(本文)
+---+

全日OBOG会in東海〜なつき生演隊史上最悪のピンチ!?(その1)


「なつきさぁ、今回もOBOG会のルポ書くんでしょ?だったら俺ん家での泊まり込み合宿の話、たくさん書いてよ」

−えーえ、存分に書かせていただきますとも教授様(笑)。
 つうわけで今回もまた拙い駄文をお届けさせていただきます。名付けて

「全日OBOG会in東海〜なつき生演隊史上最悪のピンチ!?」

”4年ぶりかぁ。ここに来んの”
 JR名古屋駅桜通口の高島屋前の吹き抜けになった天井を見上げ、あたしはふっとそんなことを考えていた。

 本日は平成15年1月11日土曜日の午後1時55分。現在あたしは名古屋にいます。北海道の新千歳空港を飛び立ったのが午前11時10分で今その時間だから、ちょうどいい頃合いです。飛行機で旅をすると、だいたい朝イチの便で新千歳を出て午前中には目的地に着いてしまうことが多いあたしにしてはゆったりとしたタイムテーブルといったところ。
 んにしても名古屋空港に着陸して荷物を受け取り、名古屋市内行きの特急バスに乗り込もうと外に出た時はびっくりしたね。だって雪がないんだもの。
”え、うそ……?”
 まあよく考えりゃ当たり前か。北海道より1000km近く南なんだし。でも生まれも育ちも札幌で大学も弘前で、雪と常に縁が深かったあたしには雪のない1月なんて想像できなくて。まあそれはさておき。
 そんなわけであたしは今、こうして名古屋にいるわけだけれど、実は今日の最終目的地は名古屋ではなく愛知県岡崎市なんです。なぜかというと、今夜は「合宿」だからね。ここにキャオさんご一家の新居があるので(しかも一戸建て)生演隊メンバーはキャオさん邸で泊まり込みで練習して明日に備えるのだ。とっても楽しみ。

+---+

(項目一覧)

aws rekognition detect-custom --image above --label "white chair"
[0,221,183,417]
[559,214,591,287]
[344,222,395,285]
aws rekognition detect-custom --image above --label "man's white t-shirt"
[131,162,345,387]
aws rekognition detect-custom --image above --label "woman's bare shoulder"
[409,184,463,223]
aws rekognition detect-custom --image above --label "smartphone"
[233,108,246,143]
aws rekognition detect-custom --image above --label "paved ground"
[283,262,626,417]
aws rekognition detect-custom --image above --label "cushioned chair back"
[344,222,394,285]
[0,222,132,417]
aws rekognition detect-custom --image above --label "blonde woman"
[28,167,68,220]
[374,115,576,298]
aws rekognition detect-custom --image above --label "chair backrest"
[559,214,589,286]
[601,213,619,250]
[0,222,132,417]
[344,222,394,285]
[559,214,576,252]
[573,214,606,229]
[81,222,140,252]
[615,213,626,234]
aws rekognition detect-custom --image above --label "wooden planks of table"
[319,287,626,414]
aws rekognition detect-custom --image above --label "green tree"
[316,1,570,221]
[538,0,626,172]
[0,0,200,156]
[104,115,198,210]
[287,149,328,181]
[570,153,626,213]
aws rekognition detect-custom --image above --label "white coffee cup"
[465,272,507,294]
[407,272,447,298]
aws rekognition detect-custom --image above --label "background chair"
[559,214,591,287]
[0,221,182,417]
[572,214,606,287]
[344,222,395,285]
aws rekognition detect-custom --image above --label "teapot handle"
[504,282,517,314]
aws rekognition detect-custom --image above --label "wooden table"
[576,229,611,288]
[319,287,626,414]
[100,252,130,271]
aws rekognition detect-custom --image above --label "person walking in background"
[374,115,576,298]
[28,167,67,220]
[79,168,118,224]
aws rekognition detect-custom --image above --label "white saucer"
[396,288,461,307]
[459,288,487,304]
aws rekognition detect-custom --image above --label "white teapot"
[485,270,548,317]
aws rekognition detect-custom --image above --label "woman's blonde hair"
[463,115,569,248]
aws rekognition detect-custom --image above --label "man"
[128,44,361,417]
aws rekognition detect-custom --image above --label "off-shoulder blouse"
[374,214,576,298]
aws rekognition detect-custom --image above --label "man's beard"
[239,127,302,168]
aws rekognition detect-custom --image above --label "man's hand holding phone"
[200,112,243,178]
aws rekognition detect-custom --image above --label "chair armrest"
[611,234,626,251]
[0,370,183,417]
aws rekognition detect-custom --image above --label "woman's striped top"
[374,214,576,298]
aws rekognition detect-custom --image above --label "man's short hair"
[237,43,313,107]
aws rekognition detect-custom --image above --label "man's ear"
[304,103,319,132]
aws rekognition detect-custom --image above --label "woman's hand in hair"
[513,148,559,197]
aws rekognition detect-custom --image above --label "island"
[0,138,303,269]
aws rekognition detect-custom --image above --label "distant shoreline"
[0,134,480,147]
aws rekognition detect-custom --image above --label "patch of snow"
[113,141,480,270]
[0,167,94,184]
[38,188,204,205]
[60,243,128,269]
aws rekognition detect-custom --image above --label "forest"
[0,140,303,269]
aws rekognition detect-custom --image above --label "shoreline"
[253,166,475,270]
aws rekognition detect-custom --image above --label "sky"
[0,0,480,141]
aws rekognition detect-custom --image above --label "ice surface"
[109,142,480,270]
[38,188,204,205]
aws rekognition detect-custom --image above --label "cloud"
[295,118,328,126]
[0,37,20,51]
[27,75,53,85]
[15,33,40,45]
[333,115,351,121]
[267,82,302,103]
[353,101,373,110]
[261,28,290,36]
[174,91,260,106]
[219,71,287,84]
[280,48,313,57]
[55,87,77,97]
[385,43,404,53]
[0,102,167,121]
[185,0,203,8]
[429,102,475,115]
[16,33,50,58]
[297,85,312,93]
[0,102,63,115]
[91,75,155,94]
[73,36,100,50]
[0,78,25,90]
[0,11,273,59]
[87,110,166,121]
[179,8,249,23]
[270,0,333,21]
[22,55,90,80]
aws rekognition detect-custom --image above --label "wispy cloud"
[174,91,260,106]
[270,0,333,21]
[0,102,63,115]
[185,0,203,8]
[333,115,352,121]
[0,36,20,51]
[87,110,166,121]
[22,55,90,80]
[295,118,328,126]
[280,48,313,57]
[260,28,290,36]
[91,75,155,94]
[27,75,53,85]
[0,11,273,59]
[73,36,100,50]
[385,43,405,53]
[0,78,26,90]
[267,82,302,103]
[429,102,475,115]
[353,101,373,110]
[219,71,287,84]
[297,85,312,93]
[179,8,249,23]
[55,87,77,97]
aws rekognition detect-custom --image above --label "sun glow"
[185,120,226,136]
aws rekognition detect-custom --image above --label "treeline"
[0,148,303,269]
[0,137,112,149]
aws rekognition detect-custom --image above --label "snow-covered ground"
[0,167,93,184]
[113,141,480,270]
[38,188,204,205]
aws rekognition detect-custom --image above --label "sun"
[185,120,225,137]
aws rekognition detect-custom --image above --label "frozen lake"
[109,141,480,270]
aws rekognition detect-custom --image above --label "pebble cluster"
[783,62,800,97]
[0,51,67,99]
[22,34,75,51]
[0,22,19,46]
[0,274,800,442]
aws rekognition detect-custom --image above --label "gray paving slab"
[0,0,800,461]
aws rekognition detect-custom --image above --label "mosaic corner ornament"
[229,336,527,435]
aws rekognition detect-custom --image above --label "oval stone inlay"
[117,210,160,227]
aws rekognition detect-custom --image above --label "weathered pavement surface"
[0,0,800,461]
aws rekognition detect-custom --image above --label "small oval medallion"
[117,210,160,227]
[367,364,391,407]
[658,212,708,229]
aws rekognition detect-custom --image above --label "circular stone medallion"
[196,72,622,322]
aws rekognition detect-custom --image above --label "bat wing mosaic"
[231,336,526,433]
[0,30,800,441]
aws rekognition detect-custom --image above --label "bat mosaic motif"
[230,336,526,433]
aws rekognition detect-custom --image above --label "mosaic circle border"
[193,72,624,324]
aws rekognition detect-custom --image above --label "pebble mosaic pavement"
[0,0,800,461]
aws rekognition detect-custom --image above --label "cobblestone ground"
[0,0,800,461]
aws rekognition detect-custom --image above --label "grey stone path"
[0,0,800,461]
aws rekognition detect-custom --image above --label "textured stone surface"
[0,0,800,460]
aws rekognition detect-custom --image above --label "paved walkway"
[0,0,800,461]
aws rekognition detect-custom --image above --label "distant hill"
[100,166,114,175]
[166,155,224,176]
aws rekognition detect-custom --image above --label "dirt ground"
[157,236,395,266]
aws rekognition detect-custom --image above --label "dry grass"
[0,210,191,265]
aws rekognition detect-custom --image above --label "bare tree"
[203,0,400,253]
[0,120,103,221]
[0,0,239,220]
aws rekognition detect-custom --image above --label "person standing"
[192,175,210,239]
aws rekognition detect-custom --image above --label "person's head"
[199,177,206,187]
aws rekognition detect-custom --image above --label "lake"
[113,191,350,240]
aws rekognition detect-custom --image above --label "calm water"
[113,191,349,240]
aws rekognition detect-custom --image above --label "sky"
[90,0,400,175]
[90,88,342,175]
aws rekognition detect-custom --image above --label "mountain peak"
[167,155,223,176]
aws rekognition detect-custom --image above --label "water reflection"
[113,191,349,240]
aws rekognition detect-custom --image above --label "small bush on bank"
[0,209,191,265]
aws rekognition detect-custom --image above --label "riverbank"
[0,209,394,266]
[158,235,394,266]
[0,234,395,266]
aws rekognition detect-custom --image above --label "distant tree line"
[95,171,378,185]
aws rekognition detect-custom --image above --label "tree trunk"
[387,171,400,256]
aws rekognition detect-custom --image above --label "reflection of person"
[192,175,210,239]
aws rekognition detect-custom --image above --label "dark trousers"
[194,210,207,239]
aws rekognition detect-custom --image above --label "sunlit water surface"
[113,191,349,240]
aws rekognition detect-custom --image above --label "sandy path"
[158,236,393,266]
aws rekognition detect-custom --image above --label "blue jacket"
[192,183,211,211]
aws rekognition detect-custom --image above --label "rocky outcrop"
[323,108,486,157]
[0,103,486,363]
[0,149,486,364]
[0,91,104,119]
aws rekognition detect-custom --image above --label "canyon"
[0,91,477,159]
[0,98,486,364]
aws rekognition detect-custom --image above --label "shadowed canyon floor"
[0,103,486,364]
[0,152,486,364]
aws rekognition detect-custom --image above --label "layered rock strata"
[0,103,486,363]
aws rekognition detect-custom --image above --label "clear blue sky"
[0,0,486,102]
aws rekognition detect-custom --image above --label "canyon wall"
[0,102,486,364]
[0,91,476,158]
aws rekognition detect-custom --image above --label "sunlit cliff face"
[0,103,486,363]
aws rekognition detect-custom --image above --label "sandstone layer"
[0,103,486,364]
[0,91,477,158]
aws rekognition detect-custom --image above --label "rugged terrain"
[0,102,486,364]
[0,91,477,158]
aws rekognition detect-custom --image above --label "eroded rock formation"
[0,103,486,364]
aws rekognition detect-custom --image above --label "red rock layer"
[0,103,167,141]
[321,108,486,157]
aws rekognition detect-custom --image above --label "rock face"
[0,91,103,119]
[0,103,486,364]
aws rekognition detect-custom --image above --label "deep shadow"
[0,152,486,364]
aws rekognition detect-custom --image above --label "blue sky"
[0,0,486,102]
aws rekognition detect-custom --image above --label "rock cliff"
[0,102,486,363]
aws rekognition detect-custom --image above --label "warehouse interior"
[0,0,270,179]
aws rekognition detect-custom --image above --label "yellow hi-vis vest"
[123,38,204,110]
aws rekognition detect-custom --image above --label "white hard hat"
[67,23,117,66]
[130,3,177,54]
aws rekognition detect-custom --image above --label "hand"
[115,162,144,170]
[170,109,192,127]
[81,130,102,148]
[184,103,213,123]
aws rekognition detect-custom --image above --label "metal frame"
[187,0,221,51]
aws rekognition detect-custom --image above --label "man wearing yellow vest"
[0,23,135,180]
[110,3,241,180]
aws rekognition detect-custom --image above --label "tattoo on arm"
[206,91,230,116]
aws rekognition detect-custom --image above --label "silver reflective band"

+---+

(取り組む作業)
**1)** 本文のうち、「つうわけで今回もまた拙い駄文をお届けさせていただきます。名付けて」から始まり「イムテーブルといったところ。」まで続く部分を、一字も変えずに書き写してください。
**2)** 本文に名前が出てくる空港と駅を、すべて挙げてください。

(解答)
**1)**
つうわけで今回もまた拙い駄文をお届けさせていただきます。名付けて

「全日OBOG会in東海〜なつき生演隊史上最悪のピンチ!?」

”4年ぶりかぁ。ここに来んの”
 JR名古屋駅桜通口の高島屋前の吹き抜けになった天井を見上げ、あたしはふっとそんなことを考えていた。

 本日は平成15年1月11日土曜日の午後1時55分。現在あたしは名古屋にいます。北海道の新千歳空港を飛び立ったのが午前11時10分で今その時間だから、ちょうどいい頃合いです。飛行機で旅をすると、だいたい朝イチの便で新千歳を出て午前中には目的地に着いてしまうことが多いあたしにしてはゆったりとしたタイムテーブルといったところ。

**2)**
新千歳空港
名古屋空港
JR名古屋駅